#### Data for processing ####

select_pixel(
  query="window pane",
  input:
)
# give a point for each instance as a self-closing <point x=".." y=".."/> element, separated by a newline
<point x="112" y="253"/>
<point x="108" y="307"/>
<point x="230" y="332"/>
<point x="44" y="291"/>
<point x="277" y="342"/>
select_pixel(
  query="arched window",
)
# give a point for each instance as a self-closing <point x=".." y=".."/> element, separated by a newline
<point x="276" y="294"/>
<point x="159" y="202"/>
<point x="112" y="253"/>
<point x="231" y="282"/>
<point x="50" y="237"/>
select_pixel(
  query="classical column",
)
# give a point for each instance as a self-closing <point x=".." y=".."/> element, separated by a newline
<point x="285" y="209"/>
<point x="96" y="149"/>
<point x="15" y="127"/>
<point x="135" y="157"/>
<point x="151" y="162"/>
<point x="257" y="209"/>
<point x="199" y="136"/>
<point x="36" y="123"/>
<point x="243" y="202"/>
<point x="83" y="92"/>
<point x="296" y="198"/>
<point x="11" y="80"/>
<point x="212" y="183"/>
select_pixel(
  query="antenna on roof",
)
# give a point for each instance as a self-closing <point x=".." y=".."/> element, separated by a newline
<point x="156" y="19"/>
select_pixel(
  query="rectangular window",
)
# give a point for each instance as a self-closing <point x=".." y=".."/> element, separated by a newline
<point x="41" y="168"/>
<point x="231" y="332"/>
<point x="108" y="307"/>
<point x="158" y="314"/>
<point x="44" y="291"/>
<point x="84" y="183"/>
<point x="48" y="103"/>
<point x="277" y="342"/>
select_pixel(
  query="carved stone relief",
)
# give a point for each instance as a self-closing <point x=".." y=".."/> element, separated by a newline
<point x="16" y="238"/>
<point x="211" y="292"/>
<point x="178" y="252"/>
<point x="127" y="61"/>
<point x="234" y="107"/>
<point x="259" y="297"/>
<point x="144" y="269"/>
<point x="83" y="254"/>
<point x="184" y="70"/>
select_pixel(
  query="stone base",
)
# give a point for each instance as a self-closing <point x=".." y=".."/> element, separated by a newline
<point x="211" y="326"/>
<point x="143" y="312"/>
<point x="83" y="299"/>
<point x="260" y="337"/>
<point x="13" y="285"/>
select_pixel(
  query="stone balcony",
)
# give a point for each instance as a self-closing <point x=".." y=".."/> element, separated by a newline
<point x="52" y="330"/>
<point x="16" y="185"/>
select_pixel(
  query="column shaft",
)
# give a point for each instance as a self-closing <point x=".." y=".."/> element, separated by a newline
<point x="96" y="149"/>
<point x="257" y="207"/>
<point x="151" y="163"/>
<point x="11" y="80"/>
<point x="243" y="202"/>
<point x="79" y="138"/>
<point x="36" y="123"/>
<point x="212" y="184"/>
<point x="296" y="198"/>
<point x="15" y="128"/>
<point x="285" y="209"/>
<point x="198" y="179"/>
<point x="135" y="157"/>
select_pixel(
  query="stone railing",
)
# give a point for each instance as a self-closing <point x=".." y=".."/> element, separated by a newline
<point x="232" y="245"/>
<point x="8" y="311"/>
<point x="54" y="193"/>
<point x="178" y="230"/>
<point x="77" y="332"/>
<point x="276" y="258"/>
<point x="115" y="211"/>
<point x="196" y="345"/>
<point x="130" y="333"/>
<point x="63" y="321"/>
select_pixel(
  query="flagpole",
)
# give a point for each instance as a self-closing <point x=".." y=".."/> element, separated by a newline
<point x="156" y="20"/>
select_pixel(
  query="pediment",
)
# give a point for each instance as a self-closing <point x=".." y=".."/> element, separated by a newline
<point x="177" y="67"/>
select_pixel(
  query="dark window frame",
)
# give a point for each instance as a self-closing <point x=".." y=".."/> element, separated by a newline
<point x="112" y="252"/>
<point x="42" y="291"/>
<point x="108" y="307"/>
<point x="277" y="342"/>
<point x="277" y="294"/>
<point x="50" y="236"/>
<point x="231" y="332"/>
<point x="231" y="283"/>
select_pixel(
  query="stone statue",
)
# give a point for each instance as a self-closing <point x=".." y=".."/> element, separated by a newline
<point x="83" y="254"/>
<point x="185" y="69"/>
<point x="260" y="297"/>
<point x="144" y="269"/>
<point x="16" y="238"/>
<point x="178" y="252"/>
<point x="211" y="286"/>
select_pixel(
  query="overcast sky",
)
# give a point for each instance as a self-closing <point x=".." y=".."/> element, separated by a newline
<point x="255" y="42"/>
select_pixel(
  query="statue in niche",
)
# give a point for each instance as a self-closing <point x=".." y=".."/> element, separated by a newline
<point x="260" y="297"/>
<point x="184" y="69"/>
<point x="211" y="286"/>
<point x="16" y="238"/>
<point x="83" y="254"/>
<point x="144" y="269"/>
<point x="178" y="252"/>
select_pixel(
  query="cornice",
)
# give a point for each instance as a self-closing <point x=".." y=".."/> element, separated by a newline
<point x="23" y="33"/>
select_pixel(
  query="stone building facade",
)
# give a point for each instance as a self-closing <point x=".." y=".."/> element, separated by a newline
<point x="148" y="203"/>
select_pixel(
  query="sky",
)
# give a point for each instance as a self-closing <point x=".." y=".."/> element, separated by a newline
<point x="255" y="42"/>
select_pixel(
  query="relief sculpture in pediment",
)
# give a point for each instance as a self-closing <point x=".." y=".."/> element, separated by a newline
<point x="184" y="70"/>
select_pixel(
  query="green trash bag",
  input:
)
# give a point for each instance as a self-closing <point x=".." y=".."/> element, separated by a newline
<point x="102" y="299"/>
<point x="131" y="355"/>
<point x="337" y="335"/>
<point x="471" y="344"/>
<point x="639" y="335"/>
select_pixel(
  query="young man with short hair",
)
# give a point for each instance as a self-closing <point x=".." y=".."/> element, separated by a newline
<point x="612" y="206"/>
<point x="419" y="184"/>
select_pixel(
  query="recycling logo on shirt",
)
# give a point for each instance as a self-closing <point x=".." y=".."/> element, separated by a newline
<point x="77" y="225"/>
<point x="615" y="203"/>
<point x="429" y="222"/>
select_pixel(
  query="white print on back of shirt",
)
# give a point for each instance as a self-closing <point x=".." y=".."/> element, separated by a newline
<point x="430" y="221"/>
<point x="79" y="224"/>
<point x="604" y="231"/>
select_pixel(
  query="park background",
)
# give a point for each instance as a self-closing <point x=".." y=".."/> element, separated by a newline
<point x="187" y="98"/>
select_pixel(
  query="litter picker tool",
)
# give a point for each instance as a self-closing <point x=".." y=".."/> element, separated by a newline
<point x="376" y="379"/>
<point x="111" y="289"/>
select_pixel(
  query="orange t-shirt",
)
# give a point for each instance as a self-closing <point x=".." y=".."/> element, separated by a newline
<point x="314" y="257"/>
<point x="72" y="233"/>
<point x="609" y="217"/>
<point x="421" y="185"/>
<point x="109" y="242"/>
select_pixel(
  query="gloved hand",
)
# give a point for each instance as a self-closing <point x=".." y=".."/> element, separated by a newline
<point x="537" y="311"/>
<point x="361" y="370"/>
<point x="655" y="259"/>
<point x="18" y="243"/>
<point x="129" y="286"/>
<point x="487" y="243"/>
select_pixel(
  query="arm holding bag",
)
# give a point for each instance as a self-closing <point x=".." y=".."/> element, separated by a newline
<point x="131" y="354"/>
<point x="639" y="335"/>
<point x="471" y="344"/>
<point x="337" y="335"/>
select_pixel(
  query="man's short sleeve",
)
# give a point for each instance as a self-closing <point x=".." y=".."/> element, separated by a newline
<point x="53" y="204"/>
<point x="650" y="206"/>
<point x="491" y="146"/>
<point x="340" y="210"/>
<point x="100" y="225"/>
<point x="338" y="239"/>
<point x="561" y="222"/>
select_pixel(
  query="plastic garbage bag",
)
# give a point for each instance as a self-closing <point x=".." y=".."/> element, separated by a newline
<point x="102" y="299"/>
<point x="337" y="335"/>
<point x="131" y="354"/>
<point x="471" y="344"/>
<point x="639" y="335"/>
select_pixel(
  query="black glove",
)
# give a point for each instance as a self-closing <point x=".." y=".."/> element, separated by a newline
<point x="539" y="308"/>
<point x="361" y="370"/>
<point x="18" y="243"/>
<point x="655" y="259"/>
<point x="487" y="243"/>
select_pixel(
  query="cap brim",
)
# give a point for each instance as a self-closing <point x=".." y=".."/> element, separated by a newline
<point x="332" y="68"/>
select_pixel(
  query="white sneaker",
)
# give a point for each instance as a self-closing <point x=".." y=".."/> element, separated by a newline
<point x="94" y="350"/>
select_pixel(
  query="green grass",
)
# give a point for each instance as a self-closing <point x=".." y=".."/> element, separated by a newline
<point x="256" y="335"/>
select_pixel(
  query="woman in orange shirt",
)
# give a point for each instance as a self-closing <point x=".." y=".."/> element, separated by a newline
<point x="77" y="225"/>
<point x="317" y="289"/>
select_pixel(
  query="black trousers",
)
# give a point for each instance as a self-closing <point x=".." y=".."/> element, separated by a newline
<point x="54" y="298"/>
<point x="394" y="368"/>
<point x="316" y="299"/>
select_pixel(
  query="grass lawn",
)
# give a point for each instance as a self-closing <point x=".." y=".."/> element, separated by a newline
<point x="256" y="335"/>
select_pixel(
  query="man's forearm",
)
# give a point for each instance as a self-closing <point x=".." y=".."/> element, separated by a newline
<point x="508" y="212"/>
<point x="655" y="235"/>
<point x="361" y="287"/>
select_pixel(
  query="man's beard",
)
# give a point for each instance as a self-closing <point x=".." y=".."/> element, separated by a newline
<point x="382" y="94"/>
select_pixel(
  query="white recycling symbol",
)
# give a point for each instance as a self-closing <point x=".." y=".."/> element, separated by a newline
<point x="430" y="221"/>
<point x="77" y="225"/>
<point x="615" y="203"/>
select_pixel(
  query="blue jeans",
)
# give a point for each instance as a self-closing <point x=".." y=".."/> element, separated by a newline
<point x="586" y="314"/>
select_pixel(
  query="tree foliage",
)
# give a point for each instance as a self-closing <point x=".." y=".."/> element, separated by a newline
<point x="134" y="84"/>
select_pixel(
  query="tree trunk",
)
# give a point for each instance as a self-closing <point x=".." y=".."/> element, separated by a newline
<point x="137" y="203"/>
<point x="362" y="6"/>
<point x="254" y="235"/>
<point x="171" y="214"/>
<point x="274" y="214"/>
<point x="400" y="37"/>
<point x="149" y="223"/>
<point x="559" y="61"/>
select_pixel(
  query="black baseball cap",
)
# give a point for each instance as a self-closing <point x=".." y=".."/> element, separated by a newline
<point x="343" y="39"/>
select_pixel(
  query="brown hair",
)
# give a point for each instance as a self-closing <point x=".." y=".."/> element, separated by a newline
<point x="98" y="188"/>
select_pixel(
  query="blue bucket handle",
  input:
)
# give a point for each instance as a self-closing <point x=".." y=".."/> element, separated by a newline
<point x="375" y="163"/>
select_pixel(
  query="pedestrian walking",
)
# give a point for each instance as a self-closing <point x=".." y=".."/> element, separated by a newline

####

» **Directions for this task**
Collect every line in the material that contains the word "blue", and copy each of those lines in full.

» **Output below**
  query="blue jeans",
  query="blue bucket handle",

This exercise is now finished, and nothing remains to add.